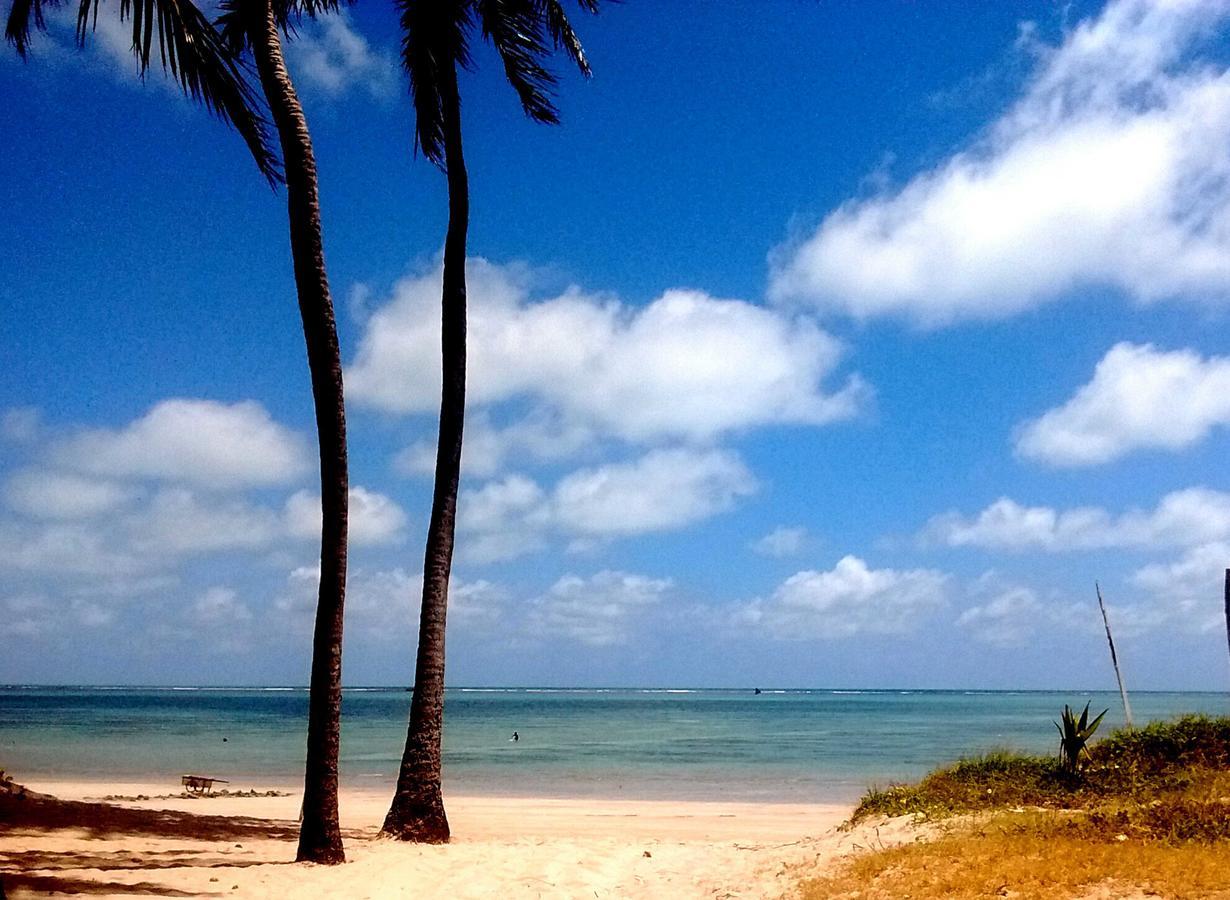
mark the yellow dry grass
[800,813,1230,900]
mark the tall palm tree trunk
[381,64,470,843]
[250,0,349,863]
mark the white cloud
[1130,541,1230,632]
[957,572,1082,647]
[528,570,674,647]
[0,523,143,578]
[554,450,756,536]
[1016,343,1230,466]
[736,556,948,641]
[52,400,311,489]
[0,594,114,641]
[285,487,406,547]
[191,586,252,627]
[752,525,807,558]
[770,0,1230,326]
[5,468,134,520]
[347,259,870,445]
[125,488,285,564]
[394,408,595,478]
[287,10,399,98]
[923,488,1230,552]
[274,564,508,645]
[458,449,756,562]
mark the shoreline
[16,778,854,841]
[0,780,885,900]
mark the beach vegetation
[852,716,1230,823]
[800,716,1230,900]
[1055,703,1108,772]
[797,809,1230,900]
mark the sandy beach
[0,782,909,898]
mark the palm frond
[397,0,472,166]
[77,0,282,184]
[4,0,54,59]
[476,0,560,125]
[539,0,598,77]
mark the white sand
[0,782,910,900]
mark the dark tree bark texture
[250,0,349,863]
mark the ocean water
[0,686,1230,803]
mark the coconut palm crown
[5,0,282,184]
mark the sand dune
[0,782,909,899]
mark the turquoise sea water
[0,687,1230,803]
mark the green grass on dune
[851,716,1230,840]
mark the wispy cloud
[347,259,870,450]
[920,488,1230,553]
[1016,343,1230,466]
[770,0,1230,326]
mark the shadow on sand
[0,786,307,898]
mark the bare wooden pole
[1093,582,1131,728]
[1225,569,1230,683]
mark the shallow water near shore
[0,686,1230,803]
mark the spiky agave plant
[1055,701,1109,772]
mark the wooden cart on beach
[180,775,230,794]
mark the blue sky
[0,0,1230,690]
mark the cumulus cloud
[394,408,595,478]
[770,0,1230,326]
[52,400,311,489]
[4,468,134,520]
[285,487,406,546]
[957,572,1082,647]
[273,564,508,644]
[458,449,756,562]
[0,594,114,641]
[752,525,807,558]
[347,259,870,441]
[287,10,397,98]
[921,488,1230,552]
[554,450,756,536]
[529,570,674,647]
[1130,541,1230,632]
[736,556,948,641]
[1016,343,1230,466]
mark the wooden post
[1225,569,1230,683]
[1093,582,1131,728]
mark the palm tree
[381,0,598,843]
[4,0,282,184]
[5,0,349,863]
[219,0,349,864]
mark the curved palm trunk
[381,65,470,843]
[248,0,349,863]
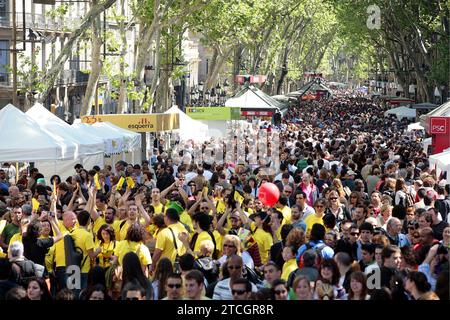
··········
## Exercise description
Rewrite the listing above with every instance of "mark" changed to "outline" and all other text left unchanged. Omit the pictures from your version.

## Answer in full
outline the yellow dry grass
[800,813,1230,900]
outline the tall palm tree trunk
[381,64,470,843]
[250,0,349,863]
outline the white cloud
[1130,541,1230,632]
[957,572,1082,647]
[528,570,674,647]
[0,523,143,578]
[554,450,756,536]
[1016,343,1230,466]
[736,556,948,641]
[52,400,311,489]
[0,594,114,641]
[285,487,406,547]
[191,586,252,627]
[752,525,807,558]
[770,0,1230,326]
[5,468,134,520]
[347,259,870,445]
[125,488,285,564]
[394,408,595,478]
[287,10,399,98]
[923,488,1230,552]
[274,564,508,645]
[458,449,756,562]
outline the shoreline
[16,778,854,841]
[0,780,885,900]
outline the beach vegetation
[852,716,1230,823]
[800,716,1230,900]
[1055,703,1108,772]
[797,809,1230,900]
outline the sandy beach
[0,782,909,898]
outline the palm frond
[397,0,472,166]
[77,0,282,184]
[4,0,54,59]
[476,0,560,125]
[539,0,598,77]
outline the white sand
[0,782,910,900]
outline the dark tree bark texture
[250,0,349,863]
outline the ocean water
[0,686,1230,803]
outline the coconut palm crown
[5,0,282,184]
outline the sand dune
[0,782,909,899]
outline the turquoise sea water
[0,687,1230,803]
outline the green grass on dune
[851,716,1230,840]
outline the wispy cloud
[347,259,870,450]
[920,488,1230,553]
[1016,343,1230,466]
[770,0,1230,326]
outline the shadow on sand
[0,786,307,898]
outline the bare wooden pole
[1093,582,1131,728]
[1225,569,1230,683]
outline the shallow water near shore
[0,686,1230,803]
outline the spiky agave plant
[1055,701,1109,772]
outline the wooden cart on beach
[180,775,230,794]
outline the blue sky
[0,0,1230,690]
outline the cumulus cloud
[394,408,595,478]
[770,0,1230,326]
[52,400,311,489]
[4,468,134,520]
[285,487,406,546]
[957,572,1082,647]
[273,564,508,644]
[458,449,756,562]
[0,594,114,641]
[752,525,807,558]
[347,259,870,441]
[287,10,397,98]
[921,488,1230,552]
[554,450,756,536]
[529,570,674,647]
[1130,541,1230,632]
[736,556,948,641]
[1016,343,1230,466]
outline the wooden post
[1225,569,1230,683]
[1093,582,1131,728]
outline the palm tree
[381,0,598,843]
[4,0,282,184]
[5,0,349,863]
[219,0,349,864]
outline the curved palm trunk
[381,65,470,843]
[248,0,349,863]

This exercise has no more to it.